• EXERCISE:
Give only the number of lines in the entries below that contain the string "arched".

• INFORMATION SUPPLIED:
-----

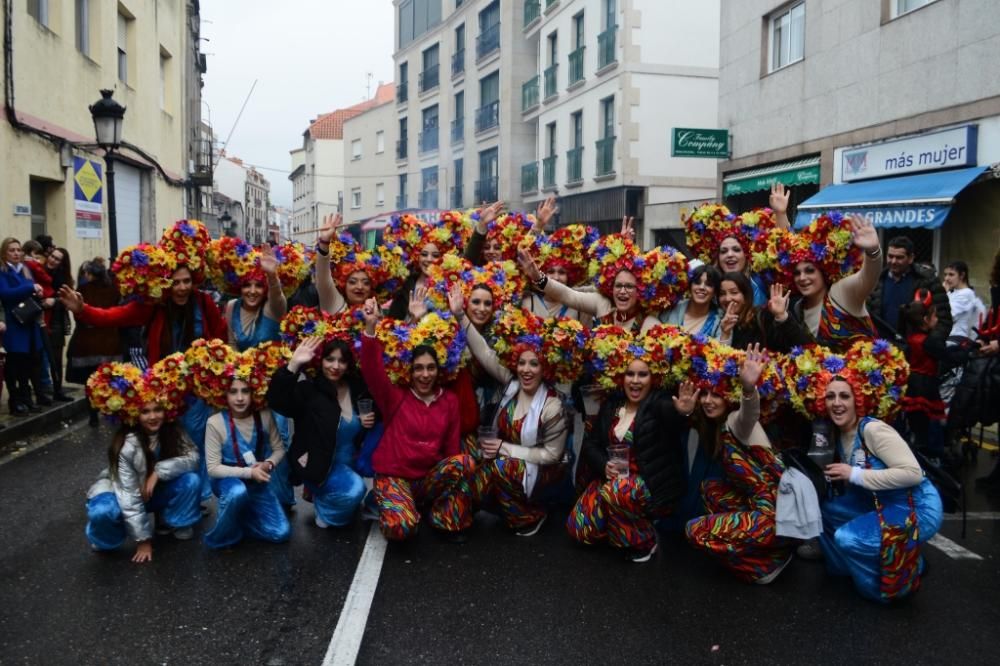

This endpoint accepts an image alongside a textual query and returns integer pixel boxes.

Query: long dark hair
[108,421,185,479]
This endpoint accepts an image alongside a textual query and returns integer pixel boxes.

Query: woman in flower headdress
[187,340,291,549]
[812,358,942,603]
[778,212,882,351]
[451,288,587,536]
[518,218,687,333]
[87,354,201,563]
[382,211,471,322]
[684,345,792,585]
[566,326,685,562]
[361,298,475,541]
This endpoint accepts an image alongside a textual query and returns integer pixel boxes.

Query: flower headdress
[184,338,280,409]
[111,243,177,301]
[486,211,535,261]
[534,224,601,287]
[777,211,862,286]
[160,220,212,284]
[208,236,267,296]
[87,352,191,425]
[375,312,465,386]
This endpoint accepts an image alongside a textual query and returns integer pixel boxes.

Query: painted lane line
[323,520,386,666]
[927,534,983,560]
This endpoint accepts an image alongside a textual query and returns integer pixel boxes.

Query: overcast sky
[201,0,393,207]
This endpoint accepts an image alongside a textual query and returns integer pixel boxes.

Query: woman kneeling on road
[87,354,201,562]
[361,298,474,541]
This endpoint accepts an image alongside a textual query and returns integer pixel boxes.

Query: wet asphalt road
[0,426,1000,665]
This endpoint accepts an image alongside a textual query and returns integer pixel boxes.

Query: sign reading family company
[670,127,729,158]
[841,125,978,182]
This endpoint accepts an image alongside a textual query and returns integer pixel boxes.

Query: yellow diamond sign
[75,160,102,201]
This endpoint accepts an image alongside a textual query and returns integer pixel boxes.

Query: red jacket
[361,335,460,479]
[77,289,229,365]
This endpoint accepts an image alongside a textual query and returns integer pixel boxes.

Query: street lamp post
[90,90,125,255]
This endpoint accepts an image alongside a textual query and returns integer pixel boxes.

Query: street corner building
[0,0,212,264]
[719,0,1000,285]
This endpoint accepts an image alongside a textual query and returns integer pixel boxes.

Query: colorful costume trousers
[205,477,292,548]
[566,473,657,550]
[87,472,201,550]
[685,436,792,582]
[372,455,475,541]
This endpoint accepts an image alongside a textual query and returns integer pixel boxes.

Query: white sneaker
[174,527,194,541]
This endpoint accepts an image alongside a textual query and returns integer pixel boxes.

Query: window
[768,2,806,72]
[118,12,134,84]
[892,0,936,18]
[76,0,90,55]
[28,0,49,28]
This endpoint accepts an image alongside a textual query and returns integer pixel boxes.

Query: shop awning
[722,157,819,197]
[795,166,989,229]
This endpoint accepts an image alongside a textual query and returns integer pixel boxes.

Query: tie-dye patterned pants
[685,444,792,582]
[472,456,569,530]
[372,455,475,541]
[566,474,656,550]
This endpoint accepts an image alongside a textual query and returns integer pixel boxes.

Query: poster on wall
[73,157,104,238]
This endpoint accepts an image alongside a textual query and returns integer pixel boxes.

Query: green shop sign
[722,164,819,197]
[670,127,729,158]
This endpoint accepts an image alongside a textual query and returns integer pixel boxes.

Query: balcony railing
[524,0,542,25]
[545,63,559,99]
[521,74,538,113]
[569,46,585,85]
[597,136,615,176]
[521,162,538,194]
[476,101,500,132]
[597,25,618,69]
[566,146,583,183]
[418,127,438,153]
[417,65,441,92]
[542,155,556,189]
[476,23,500,60]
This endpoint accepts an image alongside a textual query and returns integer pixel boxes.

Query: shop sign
[670,127,729,159]
[841,125,978,182]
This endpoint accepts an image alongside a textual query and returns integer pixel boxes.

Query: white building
[393,0,719,244]
[719,0,1000,285]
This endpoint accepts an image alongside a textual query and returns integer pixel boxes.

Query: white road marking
[323,521,386,666]
[927,534,983,560]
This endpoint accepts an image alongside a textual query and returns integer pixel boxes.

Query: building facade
[0,0,205,263]
[719,0,1000,285]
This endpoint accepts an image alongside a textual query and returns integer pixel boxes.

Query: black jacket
[868,263,952,340]
[580,389,687,509]
[267,367,371,485]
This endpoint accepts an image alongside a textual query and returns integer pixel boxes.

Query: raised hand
[319,213,344,245]
[534,194,559,231]
[767,284,792,322]
[847,213,879,252]
[674,382,701,416]
[740,342,767,392]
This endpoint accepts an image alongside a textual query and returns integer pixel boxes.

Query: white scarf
[493,380,549,497]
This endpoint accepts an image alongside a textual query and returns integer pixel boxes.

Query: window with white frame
[768,2,806,72]
[892,0,937,18]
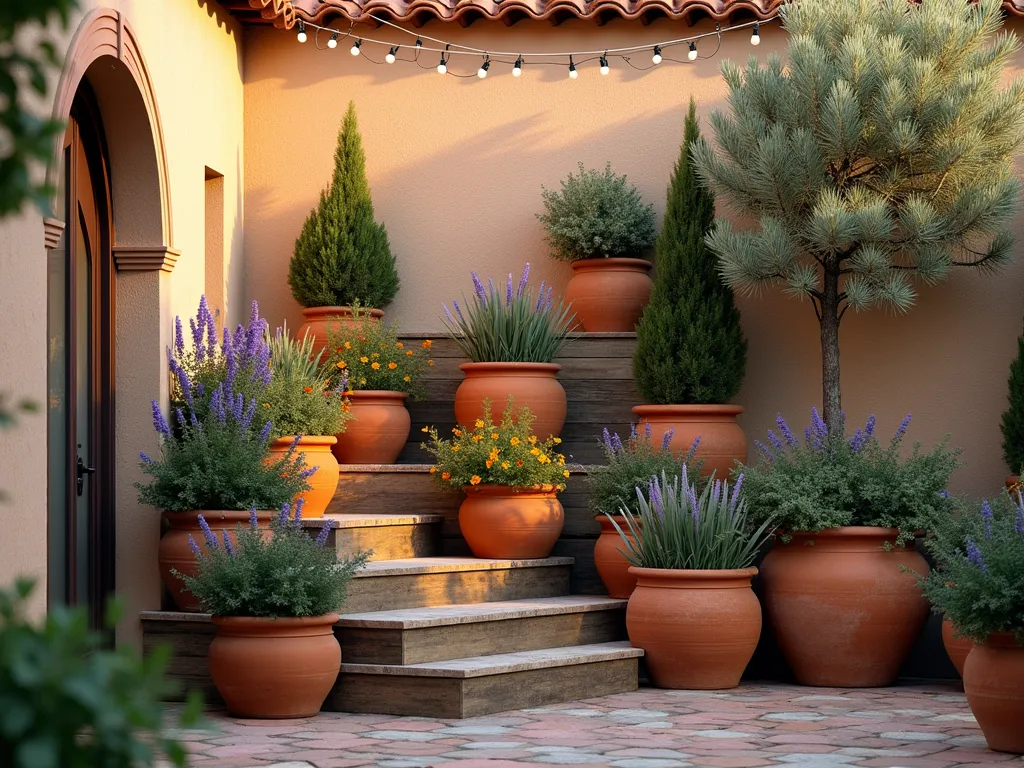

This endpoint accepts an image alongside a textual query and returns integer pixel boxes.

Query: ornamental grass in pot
[538,163,654,333]
[423,397,569,560]
[175,501,369,719]
[608,464,772,690]
[587,424,700,598]
[921,493,1024,754]
[737,409,958,688]
[443,263,575,437]
[324,304,434,464]
[257,325,351,518]
[633,100,746,477]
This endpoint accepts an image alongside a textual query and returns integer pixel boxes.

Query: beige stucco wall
[245,19,1024,495]
[0,0,243,639]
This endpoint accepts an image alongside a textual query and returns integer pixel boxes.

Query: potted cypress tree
[999,319,1024,488]
[288,101,398,352]
[633,99,746,477]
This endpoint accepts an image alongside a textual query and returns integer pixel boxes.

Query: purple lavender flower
[515,261,529,299]
[153,400,171,437]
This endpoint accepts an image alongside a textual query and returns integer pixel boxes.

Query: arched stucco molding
[47,8,179,271]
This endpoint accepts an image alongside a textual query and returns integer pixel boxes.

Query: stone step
[335,595,628,665]
[324,641,643,718]
[303,512,444,560]
[345,557,572,613]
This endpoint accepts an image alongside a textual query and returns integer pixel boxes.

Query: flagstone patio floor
[167,684,1024,768]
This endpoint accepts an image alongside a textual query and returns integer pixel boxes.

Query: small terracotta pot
[633,406,746,479]
[270,435,338,517]
[565,259,654,333]
[459,485,565,560]
[594,515,639,598]
[761,526,928,688]
[209,613,341,719]
[455,362,565,440]
[332,389,405,464]
[157,509,278,611]
[964,632,1024,754]
[942,617,974,678]
[626,567,761,690]
[296,306,384,355]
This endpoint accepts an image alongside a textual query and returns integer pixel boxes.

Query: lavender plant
[734,408,959,543]
[608,464,774,570]
[587,423,703,515]
[919,492,1024,644]
[174,500,371,618]
[443,263,575,362]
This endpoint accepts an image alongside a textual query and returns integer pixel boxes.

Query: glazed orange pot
[296,306,384,355]
[964,632,1024,754]
[626,567,761,690]
[208,613,341,719]
[270,435,338,517]
[332,389,413,464]
[633,406,746,479]
[942,617,974,677]
[157,510,278,611]
[761,526,928,688]
[594,515,639,599]
[565,259,654,333]
[459,485,565,560]
[455,362,565,440]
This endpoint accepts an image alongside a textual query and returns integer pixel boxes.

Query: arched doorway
[47,80,115,626]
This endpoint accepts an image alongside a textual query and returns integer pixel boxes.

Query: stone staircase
[142,512,642,718]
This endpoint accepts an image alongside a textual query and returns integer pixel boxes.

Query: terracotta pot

-----

• EXERCISE RESPONSE:
2